--- PROVIDED DATA Enclosed Below ---
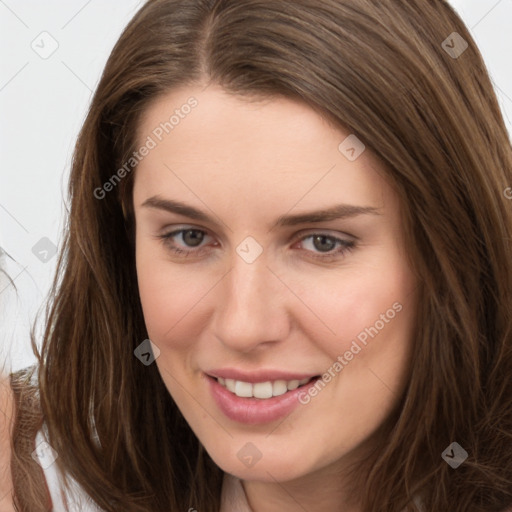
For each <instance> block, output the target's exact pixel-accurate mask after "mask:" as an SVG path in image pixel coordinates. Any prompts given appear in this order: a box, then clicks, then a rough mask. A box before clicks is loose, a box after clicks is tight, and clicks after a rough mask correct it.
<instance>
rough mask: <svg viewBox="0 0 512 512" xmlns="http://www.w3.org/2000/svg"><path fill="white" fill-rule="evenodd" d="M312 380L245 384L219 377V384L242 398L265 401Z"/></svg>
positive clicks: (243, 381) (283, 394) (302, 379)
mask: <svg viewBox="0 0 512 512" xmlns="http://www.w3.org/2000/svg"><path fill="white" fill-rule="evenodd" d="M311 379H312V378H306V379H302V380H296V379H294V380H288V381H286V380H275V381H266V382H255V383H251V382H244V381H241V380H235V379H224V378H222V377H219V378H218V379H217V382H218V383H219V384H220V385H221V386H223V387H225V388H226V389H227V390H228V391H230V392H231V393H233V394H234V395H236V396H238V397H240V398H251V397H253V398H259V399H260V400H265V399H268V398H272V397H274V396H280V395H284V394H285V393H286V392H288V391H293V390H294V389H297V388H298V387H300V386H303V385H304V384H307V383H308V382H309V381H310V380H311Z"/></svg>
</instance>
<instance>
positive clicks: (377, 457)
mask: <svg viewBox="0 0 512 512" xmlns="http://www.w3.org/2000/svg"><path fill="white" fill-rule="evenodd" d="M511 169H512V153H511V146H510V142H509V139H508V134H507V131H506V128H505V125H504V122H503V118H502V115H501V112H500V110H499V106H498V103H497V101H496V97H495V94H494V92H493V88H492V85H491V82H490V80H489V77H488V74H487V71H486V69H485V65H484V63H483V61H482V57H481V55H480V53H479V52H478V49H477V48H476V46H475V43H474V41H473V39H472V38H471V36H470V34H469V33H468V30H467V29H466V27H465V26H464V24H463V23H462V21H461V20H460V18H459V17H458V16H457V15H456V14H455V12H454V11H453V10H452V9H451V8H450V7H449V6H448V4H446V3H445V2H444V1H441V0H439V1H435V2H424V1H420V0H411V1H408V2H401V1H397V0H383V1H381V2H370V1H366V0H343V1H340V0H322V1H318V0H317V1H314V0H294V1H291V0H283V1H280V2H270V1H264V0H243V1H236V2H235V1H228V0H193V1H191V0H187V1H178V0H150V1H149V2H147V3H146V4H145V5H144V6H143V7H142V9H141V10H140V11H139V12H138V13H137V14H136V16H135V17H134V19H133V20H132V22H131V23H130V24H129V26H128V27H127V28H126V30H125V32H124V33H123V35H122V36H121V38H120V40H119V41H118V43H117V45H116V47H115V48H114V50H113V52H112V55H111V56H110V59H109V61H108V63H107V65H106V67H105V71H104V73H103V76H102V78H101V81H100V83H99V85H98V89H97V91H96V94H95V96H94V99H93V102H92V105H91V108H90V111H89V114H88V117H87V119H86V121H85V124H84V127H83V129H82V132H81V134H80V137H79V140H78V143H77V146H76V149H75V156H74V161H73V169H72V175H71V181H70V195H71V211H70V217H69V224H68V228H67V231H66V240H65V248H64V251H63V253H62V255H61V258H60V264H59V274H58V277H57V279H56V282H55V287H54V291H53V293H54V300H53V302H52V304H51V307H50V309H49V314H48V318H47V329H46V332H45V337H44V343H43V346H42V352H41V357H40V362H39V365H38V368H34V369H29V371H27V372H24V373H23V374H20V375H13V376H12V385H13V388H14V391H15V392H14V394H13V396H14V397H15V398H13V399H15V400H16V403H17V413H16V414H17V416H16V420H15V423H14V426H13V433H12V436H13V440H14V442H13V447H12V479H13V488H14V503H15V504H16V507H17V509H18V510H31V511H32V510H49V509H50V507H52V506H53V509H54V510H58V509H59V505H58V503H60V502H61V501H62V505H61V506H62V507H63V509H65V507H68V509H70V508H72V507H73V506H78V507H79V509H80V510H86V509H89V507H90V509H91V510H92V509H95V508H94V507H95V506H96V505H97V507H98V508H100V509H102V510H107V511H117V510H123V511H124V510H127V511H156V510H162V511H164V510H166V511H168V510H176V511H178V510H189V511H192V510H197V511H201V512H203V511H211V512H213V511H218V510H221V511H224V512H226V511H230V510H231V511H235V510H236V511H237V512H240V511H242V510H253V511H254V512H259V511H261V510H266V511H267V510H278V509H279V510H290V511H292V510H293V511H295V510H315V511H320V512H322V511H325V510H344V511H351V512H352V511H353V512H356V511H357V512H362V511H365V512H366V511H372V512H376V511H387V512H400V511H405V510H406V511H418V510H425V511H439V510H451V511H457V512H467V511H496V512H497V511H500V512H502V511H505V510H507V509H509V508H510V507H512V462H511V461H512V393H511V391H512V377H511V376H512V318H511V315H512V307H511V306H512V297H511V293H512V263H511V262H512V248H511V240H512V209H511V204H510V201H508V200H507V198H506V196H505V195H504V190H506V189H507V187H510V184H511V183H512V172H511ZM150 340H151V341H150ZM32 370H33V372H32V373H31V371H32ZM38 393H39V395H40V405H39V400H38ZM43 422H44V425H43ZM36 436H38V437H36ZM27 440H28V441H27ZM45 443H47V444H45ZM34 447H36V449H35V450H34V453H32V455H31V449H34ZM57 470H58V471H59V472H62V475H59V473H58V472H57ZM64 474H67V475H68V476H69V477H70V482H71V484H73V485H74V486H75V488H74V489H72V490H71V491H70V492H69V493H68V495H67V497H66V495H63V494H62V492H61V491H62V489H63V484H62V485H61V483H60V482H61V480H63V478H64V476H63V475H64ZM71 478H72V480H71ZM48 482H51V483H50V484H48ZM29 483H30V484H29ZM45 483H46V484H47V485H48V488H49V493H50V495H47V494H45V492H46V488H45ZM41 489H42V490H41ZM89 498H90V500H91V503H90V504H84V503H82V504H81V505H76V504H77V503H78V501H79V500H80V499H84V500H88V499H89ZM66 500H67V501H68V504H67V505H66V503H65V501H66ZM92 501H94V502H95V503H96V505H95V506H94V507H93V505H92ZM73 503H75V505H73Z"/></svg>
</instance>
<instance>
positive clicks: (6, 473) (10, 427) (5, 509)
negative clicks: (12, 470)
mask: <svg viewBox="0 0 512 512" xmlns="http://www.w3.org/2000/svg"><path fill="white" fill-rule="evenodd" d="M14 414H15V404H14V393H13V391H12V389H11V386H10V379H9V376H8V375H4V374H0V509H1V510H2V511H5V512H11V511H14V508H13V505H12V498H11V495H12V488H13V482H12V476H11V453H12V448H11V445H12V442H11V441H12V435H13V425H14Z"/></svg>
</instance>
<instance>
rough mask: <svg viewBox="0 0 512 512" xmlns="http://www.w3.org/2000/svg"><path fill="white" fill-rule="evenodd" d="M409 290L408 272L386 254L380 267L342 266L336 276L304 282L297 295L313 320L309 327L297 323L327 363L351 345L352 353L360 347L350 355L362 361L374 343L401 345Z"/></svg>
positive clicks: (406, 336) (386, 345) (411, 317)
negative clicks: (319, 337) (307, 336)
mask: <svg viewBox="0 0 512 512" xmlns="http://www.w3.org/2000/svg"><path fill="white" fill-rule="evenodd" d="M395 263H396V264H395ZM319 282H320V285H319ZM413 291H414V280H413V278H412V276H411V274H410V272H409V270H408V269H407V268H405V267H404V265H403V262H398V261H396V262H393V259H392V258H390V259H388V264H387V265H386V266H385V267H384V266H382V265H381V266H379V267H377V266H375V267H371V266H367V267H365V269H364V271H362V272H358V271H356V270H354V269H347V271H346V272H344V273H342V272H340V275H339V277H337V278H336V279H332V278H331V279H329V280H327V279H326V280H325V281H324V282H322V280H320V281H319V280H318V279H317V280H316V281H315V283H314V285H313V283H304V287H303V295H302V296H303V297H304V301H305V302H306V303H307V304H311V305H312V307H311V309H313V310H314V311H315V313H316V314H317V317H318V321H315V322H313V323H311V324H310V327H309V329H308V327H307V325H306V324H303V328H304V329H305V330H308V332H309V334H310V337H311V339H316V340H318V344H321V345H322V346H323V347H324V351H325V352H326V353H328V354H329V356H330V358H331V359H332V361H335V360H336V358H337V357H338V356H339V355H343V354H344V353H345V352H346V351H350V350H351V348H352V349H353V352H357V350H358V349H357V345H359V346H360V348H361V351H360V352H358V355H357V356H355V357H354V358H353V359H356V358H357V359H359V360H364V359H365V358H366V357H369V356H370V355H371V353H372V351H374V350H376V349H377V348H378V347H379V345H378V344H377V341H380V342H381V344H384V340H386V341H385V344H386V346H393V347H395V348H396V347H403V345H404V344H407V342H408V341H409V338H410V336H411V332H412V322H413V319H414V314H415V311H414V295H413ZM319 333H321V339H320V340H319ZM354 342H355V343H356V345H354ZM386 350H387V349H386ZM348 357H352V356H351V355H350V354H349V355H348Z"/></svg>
--- End of Enclosed PROVIDED DATA ---
--- PROVIDED DATA Enclosed Below ---
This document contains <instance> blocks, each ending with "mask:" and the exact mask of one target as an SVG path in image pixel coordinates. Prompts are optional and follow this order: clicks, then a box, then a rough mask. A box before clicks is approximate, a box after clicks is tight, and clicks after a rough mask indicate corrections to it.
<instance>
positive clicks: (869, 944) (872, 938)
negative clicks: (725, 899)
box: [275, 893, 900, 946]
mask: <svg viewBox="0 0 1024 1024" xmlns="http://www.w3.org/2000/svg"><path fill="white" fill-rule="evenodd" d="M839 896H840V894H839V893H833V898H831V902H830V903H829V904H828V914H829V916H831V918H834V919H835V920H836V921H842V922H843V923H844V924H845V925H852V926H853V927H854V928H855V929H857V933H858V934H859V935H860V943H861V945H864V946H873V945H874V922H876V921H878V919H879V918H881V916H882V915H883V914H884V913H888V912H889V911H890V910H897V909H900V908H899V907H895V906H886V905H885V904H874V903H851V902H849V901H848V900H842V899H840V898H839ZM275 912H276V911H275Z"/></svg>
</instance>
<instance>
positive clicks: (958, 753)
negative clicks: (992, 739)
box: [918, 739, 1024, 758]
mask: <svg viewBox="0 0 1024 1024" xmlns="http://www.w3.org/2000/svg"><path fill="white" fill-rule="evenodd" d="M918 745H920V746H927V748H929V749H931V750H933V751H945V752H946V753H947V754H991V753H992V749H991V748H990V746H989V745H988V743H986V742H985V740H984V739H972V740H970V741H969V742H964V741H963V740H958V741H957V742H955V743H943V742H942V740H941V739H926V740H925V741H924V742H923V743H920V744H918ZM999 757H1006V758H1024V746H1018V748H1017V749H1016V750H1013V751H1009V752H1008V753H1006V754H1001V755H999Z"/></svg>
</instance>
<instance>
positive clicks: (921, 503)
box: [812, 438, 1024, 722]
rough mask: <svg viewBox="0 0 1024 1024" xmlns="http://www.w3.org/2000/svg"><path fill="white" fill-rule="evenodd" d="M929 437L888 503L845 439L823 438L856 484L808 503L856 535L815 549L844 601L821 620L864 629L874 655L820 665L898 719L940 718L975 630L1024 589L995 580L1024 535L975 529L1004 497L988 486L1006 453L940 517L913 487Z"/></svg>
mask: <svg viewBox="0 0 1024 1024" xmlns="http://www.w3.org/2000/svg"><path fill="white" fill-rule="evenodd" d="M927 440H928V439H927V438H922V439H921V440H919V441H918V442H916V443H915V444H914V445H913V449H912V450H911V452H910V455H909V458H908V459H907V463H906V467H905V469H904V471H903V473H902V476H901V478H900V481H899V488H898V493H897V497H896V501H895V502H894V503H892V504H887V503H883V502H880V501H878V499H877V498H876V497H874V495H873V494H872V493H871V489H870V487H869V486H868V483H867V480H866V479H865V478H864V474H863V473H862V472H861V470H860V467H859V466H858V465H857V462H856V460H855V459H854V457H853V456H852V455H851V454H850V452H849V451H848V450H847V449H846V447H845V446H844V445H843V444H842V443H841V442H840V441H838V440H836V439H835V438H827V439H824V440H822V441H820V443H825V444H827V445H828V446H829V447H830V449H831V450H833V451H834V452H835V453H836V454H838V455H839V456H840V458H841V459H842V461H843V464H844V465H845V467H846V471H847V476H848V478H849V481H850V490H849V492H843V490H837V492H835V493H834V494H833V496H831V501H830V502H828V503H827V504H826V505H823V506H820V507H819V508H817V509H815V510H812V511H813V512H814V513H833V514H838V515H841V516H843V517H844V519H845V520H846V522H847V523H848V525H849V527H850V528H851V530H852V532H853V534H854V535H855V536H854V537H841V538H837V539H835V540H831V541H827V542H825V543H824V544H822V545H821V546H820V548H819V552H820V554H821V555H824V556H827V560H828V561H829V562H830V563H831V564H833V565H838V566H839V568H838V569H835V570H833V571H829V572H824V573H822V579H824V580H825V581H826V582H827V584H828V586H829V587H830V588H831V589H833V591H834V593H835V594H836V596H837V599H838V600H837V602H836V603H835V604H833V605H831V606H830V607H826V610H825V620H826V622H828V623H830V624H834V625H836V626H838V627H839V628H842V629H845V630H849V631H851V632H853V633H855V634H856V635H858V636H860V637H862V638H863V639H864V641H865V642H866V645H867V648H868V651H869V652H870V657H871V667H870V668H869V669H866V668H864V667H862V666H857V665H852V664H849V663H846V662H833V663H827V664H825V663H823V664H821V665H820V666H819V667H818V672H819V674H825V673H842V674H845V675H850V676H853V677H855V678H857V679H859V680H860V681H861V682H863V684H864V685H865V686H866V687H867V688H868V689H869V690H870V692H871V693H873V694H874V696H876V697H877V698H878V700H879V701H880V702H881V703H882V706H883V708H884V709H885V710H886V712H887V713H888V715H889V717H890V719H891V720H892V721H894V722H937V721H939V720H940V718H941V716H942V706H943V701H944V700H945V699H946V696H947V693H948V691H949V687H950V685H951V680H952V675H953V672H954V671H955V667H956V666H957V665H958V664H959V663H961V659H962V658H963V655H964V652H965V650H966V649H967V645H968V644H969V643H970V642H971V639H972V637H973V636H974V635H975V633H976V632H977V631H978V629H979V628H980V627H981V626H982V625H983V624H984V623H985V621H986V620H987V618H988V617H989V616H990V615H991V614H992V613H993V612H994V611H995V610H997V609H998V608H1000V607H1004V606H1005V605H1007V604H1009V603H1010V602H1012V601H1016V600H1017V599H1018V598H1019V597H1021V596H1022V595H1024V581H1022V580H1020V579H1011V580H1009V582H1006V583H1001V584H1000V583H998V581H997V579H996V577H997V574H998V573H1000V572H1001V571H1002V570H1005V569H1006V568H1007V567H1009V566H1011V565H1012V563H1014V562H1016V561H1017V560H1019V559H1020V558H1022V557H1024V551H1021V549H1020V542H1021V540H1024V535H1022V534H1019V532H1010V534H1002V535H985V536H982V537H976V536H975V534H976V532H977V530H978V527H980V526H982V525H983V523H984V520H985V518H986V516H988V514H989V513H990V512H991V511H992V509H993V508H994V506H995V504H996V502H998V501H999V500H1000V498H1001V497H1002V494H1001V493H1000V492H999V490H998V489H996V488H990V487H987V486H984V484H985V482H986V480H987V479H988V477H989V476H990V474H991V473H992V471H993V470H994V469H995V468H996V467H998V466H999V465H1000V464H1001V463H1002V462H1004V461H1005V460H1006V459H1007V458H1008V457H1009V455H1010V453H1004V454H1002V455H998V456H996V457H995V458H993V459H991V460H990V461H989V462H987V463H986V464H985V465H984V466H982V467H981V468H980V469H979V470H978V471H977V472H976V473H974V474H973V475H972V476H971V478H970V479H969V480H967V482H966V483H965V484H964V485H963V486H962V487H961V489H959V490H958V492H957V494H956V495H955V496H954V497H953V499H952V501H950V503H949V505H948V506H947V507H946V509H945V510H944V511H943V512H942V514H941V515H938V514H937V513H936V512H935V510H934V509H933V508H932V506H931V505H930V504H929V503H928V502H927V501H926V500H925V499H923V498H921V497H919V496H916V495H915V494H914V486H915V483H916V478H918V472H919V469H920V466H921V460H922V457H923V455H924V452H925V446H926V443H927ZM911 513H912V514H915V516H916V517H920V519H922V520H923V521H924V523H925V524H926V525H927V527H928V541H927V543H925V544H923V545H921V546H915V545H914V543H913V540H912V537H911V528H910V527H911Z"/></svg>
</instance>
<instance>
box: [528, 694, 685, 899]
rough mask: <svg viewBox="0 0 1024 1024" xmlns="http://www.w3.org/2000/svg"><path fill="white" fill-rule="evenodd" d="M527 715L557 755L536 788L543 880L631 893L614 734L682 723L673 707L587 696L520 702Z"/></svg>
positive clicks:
--- End of Enclosed PROVIDED DATA ---
Count how many lines in the records above contain the word "negative" and reply with that number alone.

**REPLY**
4